══ AVAILABLE RECORDS ══

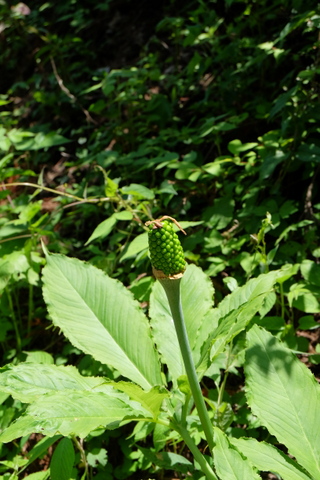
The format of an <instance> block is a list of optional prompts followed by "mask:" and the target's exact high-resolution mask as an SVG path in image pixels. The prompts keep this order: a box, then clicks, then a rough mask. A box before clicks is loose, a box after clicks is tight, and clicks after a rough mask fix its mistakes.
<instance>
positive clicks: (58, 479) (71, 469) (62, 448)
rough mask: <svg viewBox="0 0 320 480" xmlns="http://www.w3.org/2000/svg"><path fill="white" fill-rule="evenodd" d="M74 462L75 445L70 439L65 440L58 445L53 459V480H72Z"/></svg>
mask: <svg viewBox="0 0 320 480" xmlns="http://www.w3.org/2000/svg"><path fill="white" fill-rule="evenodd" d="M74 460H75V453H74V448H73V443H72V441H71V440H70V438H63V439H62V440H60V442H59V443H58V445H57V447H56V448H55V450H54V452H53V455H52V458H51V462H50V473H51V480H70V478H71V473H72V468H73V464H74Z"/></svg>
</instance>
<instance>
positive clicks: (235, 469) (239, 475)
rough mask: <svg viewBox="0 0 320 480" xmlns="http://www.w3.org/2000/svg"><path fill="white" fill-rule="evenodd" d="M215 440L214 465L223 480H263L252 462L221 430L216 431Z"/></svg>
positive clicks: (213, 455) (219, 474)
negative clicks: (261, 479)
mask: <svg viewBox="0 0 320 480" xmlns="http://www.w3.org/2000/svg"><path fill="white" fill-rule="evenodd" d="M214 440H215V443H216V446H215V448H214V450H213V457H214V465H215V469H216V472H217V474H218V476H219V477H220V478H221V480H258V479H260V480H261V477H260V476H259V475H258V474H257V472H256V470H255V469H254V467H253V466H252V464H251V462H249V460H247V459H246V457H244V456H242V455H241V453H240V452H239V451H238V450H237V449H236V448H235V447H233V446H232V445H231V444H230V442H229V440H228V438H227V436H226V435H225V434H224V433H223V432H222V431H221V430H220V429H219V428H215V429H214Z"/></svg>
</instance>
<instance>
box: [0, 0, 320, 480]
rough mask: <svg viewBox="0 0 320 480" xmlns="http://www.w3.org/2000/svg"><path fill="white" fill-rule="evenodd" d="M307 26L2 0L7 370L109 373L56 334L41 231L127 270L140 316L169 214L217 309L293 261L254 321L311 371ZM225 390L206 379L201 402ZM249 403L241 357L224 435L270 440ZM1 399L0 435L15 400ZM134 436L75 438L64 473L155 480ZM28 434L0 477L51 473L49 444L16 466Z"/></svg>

═══
══ AVAILABLE RECORDS ══

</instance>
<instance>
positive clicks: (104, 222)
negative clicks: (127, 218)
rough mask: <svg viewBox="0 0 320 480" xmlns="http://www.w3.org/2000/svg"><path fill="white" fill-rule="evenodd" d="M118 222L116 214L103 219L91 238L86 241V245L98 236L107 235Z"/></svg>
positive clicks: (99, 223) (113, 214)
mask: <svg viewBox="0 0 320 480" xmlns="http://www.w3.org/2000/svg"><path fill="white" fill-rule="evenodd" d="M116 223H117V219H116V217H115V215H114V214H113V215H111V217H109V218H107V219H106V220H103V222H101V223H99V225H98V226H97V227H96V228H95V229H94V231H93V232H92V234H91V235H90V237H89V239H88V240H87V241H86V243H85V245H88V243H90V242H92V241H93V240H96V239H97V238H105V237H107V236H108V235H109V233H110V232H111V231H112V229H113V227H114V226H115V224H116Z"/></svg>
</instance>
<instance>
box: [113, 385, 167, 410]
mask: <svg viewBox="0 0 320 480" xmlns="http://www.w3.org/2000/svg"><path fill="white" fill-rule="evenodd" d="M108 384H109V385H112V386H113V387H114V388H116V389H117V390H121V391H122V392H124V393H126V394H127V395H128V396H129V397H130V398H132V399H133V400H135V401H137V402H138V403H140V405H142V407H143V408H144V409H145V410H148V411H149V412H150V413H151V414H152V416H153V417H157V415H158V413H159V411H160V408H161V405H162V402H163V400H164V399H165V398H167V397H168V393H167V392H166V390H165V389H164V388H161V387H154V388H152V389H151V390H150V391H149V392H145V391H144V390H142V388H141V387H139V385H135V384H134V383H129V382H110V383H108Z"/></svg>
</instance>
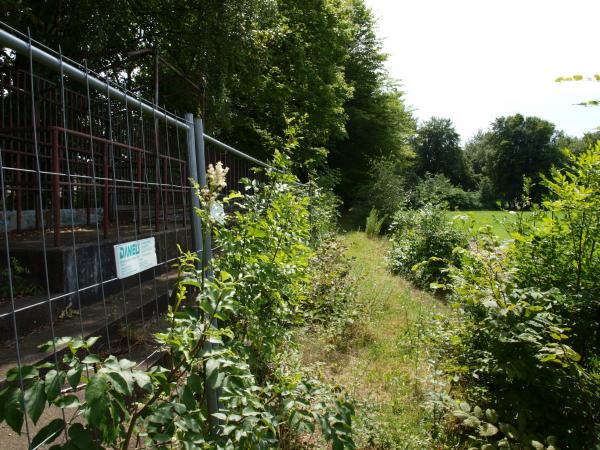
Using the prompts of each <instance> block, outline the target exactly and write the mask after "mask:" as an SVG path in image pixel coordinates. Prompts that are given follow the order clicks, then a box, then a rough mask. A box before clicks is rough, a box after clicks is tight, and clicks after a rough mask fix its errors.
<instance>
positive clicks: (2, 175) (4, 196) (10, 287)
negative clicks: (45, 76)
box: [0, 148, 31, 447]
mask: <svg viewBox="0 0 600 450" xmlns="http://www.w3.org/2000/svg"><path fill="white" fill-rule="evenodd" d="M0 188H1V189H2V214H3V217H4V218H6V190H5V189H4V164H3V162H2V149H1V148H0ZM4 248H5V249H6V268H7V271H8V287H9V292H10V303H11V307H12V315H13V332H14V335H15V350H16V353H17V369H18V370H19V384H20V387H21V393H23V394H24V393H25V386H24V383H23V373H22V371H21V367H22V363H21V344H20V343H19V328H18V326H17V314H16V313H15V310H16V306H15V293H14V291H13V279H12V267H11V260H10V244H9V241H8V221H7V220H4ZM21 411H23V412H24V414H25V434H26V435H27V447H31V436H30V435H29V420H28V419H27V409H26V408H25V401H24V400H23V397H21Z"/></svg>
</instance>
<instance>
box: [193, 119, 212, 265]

═══

* [TASK TO CARRY OUT] Give only the number of lines in the records that contain the string "order".

* [ANSWER TO THIS TASK] 2